**CONSIGNE**
Combien de lignes des enregistrements ci-dessous contiennent la chaîne "bridle", en respectant la casse ? Donnez uniquement le nombre.
:::
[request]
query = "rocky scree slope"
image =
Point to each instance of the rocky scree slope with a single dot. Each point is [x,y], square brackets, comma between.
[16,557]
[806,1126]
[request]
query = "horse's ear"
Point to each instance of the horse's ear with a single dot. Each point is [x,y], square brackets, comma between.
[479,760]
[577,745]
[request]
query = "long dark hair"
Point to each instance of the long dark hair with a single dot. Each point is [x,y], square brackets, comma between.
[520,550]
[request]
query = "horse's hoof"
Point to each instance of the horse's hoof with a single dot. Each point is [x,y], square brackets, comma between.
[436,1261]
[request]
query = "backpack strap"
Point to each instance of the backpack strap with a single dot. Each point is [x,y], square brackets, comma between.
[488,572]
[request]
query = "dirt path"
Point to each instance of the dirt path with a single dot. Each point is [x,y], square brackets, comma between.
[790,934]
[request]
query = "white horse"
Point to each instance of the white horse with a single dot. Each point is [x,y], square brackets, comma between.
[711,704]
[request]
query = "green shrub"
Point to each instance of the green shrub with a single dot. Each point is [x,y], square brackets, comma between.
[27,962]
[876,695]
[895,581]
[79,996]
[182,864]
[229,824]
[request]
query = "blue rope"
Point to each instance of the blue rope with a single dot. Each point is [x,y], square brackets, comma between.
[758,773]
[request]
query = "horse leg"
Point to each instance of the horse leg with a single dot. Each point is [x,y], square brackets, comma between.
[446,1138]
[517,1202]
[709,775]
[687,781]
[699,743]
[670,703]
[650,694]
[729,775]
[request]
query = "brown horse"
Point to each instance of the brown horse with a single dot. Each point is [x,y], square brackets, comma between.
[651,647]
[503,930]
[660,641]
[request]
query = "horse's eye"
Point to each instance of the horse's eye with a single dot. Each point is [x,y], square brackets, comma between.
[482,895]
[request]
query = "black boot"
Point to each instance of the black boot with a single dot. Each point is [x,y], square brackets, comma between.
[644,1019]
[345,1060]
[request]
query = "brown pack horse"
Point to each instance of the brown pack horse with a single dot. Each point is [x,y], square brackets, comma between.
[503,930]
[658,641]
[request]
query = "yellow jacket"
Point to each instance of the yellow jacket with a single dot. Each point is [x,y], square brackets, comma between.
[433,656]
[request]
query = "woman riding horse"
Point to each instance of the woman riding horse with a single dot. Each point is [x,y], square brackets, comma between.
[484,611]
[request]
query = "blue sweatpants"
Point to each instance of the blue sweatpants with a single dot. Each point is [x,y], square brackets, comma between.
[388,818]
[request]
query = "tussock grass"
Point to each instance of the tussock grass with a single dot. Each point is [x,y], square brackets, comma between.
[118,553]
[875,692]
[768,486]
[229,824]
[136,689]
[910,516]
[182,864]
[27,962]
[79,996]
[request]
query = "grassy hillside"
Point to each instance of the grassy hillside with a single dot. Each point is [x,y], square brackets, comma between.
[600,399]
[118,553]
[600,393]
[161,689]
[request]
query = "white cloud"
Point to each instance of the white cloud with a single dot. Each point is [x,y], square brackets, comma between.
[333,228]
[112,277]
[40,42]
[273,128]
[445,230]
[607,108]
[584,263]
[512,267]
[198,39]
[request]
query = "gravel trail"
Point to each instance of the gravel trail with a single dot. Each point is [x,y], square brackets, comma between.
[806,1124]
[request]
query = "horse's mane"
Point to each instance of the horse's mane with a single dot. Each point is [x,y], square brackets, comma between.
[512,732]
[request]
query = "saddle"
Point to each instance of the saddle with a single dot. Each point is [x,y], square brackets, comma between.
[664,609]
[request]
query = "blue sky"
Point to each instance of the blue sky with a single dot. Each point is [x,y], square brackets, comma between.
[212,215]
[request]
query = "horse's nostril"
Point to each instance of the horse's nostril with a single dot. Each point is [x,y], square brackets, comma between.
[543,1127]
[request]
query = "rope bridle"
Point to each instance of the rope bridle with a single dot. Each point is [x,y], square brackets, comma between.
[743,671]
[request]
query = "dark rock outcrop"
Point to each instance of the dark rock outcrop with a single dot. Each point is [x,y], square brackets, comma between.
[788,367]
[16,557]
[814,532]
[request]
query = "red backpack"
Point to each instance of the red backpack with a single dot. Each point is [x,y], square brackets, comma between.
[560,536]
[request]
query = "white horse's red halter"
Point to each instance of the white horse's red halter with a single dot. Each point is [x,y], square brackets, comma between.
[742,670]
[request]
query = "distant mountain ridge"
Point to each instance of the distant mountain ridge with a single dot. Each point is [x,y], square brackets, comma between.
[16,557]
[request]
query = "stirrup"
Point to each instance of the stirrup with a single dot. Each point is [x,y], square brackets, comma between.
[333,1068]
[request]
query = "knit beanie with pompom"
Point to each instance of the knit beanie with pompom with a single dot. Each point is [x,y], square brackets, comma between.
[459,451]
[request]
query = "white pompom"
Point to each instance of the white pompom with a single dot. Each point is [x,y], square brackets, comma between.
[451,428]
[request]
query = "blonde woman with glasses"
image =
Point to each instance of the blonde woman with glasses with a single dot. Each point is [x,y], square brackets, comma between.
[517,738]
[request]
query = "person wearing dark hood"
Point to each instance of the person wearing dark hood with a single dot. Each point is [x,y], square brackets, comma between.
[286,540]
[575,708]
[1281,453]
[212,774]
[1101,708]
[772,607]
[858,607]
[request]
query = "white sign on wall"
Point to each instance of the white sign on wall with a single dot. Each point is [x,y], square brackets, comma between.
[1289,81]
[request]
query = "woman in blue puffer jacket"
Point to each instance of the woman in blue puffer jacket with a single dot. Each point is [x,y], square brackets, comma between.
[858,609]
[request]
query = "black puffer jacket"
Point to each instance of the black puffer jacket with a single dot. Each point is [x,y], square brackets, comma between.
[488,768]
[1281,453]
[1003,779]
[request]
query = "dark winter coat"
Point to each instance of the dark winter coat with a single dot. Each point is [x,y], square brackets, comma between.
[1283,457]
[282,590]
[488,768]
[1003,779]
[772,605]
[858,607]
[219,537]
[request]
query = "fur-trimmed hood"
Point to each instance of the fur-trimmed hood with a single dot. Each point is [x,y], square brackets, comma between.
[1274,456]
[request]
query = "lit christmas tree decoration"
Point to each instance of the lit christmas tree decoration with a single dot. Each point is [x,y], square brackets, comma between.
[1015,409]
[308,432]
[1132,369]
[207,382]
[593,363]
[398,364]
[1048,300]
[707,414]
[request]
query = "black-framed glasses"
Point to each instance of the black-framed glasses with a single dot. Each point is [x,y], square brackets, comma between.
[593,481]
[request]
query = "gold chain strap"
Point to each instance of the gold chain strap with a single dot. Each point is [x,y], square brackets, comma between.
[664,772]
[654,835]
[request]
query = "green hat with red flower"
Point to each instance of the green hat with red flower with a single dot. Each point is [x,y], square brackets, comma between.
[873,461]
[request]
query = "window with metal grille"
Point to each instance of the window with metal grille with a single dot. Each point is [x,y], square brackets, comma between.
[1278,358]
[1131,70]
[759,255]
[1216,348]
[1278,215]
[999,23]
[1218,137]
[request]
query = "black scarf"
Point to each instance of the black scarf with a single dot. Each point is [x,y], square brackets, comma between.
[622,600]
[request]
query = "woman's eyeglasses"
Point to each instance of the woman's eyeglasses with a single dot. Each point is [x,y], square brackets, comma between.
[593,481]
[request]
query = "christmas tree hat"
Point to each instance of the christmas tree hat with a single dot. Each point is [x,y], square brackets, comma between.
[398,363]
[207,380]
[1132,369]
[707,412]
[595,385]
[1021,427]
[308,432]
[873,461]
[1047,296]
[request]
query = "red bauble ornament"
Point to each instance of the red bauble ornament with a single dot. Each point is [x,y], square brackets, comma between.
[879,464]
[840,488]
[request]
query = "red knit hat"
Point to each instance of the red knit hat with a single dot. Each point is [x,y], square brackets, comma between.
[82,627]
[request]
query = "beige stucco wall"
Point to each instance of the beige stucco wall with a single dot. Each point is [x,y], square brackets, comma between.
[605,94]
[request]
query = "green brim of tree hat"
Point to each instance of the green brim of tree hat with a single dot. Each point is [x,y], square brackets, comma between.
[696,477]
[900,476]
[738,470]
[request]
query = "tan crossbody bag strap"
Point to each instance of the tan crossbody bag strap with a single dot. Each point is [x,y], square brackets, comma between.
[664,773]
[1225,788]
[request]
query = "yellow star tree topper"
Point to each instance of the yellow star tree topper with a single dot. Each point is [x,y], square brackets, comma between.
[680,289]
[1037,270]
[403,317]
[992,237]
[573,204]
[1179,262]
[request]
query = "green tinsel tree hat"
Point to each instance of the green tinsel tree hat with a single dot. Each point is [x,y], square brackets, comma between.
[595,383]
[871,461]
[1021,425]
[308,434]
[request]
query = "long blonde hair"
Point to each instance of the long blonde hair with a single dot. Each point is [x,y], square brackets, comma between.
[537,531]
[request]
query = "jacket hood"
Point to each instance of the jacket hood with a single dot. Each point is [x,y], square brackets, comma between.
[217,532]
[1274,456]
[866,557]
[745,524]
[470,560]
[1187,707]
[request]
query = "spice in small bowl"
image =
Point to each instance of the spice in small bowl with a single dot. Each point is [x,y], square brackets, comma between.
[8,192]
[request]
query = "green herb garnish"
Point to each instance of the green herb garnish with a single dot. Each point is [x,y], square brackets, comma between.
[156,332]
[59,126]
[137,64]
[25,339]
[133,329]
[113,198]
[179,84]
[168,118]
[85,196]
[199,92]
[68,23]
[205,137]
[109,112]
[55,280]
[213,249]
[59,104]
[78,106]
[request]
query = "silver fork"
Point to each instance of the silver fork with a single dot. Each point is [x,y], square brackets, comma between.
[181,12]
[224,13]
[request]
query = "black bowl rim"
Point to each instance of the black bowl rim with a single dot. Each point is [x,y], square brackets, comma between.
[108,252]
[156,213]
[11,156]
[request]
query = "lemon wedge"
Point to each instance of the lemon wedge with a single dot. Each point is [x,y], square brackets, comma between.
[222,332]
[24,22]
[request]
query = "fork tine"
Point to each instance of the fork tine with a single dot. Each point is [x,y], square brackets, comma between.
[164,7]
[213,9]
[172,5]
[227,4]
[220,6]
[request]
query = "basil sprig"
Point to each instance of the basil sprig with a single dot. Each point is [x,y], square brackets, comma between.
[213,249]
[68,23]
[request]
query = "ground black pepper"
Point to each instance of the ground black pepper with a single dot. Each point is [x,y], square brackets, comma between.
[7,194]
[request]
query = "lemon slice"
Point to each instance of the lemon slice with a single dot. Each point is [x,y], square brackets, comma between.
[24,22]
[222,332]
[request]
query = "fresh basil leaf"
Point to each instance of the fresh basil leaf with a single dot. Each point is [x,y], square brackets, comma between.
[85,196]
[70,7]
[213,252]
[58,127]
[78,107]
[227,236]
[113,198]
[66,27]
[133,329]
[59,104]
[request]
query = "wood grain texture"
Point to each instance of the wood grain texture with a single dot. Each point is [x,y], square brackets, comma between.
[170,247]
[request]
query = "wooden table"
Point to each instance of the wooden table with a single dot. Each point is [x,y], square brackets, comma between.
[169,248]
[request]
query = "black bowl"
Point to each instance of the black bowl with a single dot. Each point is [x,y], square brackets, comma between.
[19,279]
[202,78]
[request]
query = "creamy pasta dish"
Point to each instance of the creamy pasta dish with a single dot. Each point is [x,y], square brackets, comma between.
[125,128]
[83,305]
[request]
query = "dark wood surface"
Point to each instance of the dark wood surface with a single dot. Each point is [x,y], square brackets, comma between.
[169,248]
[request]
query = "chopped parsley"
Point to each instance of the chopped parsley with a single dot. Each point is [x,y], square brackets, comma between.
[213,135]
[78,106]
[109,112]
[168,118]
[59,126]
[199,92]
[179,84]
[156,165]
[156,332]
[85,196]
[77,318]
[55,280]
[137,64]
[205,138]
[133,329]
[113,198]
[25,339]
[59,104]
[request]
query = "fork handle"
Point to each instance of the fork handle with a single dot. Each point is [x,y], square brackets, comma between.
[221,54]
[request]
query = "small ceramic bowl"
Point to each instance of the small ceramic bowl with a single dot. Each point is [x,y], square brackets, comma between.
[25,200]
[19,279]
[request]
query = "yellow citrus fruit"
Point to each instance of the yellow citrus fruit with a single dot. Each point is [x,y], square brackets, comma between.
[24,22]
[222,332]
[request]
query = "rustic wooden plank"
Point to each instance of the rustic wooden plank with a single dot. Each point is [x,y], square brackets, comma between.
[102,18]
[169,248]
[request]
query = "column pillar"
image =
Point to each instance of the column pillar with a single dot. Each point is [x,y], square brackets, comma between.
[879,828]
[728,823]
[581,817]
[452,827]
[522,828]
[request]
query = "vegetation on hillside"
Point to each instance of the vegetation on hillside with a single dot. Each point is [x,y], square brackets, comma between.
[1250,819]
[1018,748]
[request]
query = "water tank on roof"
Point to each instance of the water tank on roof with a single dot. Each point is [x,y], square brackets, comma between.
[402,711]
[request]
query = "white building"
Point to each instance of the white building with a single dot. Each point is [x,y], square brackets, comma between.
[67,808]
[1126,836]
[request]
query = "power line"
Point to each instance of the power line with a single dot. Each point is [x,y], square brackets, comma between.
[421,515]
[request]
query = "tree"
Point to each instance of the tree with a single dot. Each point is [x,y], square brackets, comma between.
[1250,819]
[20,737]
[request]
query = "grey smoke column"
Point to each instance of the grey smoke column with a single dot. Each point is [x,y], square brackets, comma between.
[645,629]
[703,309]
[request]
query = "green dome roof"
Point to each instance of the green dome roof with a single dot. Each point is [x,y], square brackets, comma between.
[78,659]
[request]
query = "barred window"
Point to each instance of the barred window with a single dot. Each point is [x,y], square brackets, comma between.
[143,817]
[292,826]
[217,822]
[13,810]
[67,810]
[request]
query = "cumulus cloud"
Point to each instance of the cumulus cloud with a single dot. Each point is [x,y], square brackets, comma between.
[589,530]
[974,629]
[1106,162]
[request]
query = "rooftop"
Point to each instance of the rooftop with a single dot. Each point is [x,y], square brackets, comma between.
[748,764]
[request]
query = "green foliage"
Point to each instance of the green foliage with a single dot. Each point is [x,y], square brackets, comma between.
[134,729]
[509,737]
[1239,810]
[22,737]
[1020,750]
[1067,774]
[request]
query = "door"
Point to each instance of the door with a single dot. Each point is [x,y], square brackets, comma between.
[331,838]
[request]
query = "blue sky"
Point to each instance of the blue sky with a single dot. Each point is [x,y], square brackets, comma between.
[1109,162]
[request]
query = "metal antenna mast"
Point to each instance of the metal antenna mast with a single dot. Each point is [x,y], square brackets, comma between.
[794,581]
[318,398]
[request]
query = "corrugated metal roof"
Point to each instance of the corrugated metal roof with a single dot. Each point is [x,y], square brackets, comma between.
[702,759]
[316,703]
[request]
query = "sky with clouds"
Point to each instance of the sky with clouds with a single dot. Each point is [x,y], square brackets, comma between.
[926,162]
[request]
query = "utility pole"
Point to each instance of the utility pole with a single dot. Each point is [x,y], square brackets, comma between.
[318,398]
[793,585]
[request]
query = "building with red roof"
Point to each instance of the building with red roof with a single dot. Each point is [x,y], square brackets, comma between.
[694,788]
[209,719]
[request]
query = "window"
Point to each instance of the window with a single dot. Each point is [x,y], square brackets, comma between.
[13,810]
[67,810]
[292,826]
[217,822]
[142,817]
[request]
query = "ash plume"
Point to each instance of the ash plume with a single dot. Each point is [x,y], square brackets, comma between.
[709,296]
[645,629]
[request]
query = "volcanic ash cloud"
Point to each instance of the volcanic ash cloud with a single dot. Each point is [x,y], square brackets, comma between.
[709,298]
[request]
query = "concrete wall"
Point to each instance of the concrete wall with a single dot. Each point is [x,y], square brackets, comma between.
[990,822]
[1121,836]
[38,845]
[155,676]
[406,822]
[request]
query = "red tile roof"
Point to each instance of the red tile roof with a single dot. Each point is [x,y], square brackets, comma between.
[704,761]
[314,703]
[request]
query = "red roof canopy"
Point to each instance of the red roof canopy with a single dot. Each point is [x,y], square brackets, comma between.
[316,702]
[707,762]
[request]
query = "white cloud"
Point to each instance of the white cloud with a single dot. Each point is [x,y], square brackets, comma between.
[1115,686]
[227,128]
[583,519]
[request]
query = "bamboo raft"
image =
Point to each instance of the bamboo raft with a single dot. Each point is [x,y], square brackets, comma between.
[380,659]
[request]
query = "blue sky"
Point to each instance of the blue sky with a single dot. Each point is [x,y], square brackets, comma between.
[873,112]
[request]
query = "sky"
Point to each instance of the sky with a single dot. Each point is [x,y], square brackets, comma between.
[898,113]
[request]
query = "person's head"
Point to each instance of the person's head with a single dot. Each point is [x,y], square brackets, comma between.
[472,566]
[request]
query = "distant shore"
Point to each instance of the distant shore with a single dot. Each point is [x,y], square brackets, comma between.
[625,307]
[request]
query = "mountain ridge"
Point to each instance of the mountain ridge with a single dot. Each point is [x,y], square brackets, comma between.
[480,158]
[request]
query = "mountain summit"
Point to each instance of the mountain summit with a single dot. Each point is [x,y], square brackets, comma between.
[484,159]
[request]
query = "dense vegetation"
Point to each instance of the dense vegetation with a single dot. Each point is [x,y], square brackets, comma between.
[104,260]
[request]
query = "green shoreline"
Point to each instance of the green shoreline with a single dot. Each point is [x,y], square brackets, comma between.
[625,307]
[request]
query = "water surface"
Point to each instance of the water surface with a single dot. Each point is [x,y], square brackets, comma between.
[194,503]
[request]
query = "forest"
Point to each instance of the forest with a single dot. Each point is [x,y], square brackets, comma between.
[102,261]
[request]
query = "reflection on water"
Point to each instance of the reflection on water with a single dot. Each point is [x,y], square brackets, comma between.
:::
**RÉPONSE**
2